### TP2 Advance Deep Learning

**Authors:**
- Carlos Cuevas Villarmin
- Oliver Jack
- Javier Alejandro Lopetegui Gonzalez

*MVA, ENS Paris-Saclay*

# **Visualization of CNNs: Grad-CAM**
* **Objective**: Convolutional Neural Networks are widely used on computer vision. They are powerful for processing grid-like data. However we hardly know how and why they work, due to the lack of decomposability into individually intuitive components. In this assignment, we use Grad-CAM, which highlights the regions of the input image that were important for the neural network prediction.


* NB: if `PIL` is not installed, try `conda install pillow`.
* Computations are light enough to be done on CPU.

In [27]:
import torch
import torch.nn as nn
import torch.nn.functional as F
from typing import Tuple
from torchvision import models, datasets, transforms
import matplotlib.pyplot as plt
import pickle
import urllib.request

import numpy as np
from PIL import Image

%matplotlib inline

## Download the Model
We provide you with a model `DenseNet-121`, already pretrained on the `ImageNet` classification dataset.
* **ImageNet**: A large dataset of photographs with 1 000 classes.
* **DenseNet-121**: A deep architecture for image classification (https://arxiv.org/abs/1608.06993)

In [None]:
densenet121 = models.densenet121(pretrained=True)
densenet121.eval() # set the model to evaluation model
pass

In [None]:
classes = pickle.load(urllib.request.urlopen('https://gist.githubusercontent.com/yrevar/6135f1bd8dcf2e0cc683/raw/d133d61a09d7e5a3b36b8c111a8dd5c4b5d560ee/imagenet1000_clsid_to_human.pkl'))

##classes is a dictionary with the name of each class
print(classes)

## Input Images
We provide you with 20 images from ImageNet (download link on the webpage of the course or download directly using the following command line,).<br>
In order to use the pretrained model resnet34, the input image should be normalized using `mean = [0.485, 0.456, 0.406]`, and `std = [0.229, 0.224, 0.225]`, and be resized as `(224, 224)`.

In [4]:
def preprocess_image(dir_path):
    normalize = transforms.Normalize(mean=[0.485, 0.456, 0.406],
                                     std=[0.229, 0.224, 0.225])

- [TO BE DONE]:
a: Update everything from "## Download the" down to "1 000 classes." in the Grad-CAM notebook, with "ResNet-50" in place of "DenseNet-121".
b: Write what comes next in the Grad-CAM notebook, picking up right after its last shown words.

- [INFORMATION PROVIDED]:
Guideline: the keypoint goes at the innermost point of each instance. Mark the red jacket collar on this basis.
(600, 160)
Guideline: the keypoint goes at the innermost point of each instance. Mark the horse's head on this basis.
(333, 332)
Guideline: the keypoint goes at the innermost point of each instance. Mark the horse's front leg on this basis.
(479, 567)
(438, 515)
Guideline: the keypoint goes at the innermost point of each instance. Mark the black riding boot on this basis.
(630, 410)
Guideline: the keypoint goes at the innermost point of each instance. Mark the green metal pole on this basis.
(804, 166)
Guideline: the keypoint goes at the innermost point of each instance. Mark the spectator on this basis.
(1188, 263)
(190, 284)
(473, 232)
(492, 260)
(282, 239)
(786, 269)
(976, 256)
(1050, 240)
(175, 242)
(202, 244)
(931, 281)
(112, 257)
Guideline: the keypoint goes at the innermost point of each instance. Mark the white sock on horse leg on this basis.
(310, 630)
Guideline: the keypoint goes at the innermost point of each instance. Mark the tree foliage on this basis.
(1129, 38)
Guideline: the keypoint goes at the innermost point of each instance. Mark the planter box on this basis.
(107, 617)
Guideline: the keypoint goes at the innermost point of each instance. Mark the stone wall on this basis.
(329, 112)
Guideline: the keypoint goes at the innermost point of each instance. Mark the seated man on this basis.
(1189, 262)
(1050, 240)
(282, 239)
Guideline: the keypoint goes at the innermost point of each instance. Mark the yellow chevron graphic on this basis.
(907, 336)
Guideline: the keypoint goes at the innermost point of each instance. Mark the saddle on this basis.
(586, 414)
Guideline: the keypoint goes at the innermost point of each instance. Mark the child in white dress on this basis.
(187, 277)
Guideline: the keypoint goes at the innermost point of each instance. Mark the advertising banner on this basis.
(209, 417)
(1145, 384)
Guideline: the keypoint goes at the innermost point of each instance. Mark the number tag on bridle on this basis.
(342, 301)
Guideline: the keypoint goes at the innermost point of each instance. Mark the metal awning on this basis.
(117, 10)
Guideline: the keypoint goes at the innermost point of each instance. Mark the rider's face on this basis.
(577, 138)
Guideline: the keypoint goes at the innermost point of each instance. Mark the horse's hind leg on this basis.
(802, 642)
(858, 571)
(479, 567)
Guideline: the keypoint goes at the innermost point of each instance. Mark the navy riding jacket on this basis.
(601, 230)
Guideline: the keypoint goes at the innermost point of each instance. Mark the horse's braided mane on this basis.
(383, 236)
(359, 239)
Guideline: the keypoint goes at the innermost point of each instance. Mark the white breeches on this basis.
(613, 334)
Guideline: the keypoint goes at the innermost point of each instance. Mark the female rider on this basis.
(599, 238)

- [RESULTS FOR THE EXERCISE]:
a:
## Download the Model
We provide you with a model `ResNet-50`, already pretrained on the `ImageNet` classification dataset.
* **ImageNet**: A large dataset of photographs with 1 000 classes.

b:
    # Note: If the inverse normalisation is required, apply 1/x to the above object

    dataset = datasets.ImageFolder(dir_path, transforms.Compose([
            transforms.Resize(256),
            transforms.CenterCrop(224), # resize the image to 224x224
            transforms.ToTensor(), # convert numpy.array to tensor
            normalize])) #normalize the tensor

    return (dataset)

In [None]:
import os
if not os.path.exists("data"):
    os.mkdir("data")
if not os.path.exists("data/TP2_images"):
    os.mkdir("data/TP2_images")
    !cd data/TP2_images && wget "https://www.lri.fr/~gcharpia/deeppractice/2025/TP2/TP2_images.zip" && unzip TP2_images.zip

dir_path = "data/"
dataset = preprocess_image(dir_path)

In [None]:
# show the orignal image
index = 5
input_image = Image.open(dataset.imgs[index][0]).convert('RGB')
plt.imshow(input_image)

In [None]:
input_image = dataset[index][0].view(1, 3, 224, 224)
output = densenet121(input_image)
values, indices = torch.topk(output, 3)
print("Top 3-classes:", indices[0].numpy(), [classes[x] for x in indices[0].numpy()])
print("Raw class scores:", values[0].detach().numpy())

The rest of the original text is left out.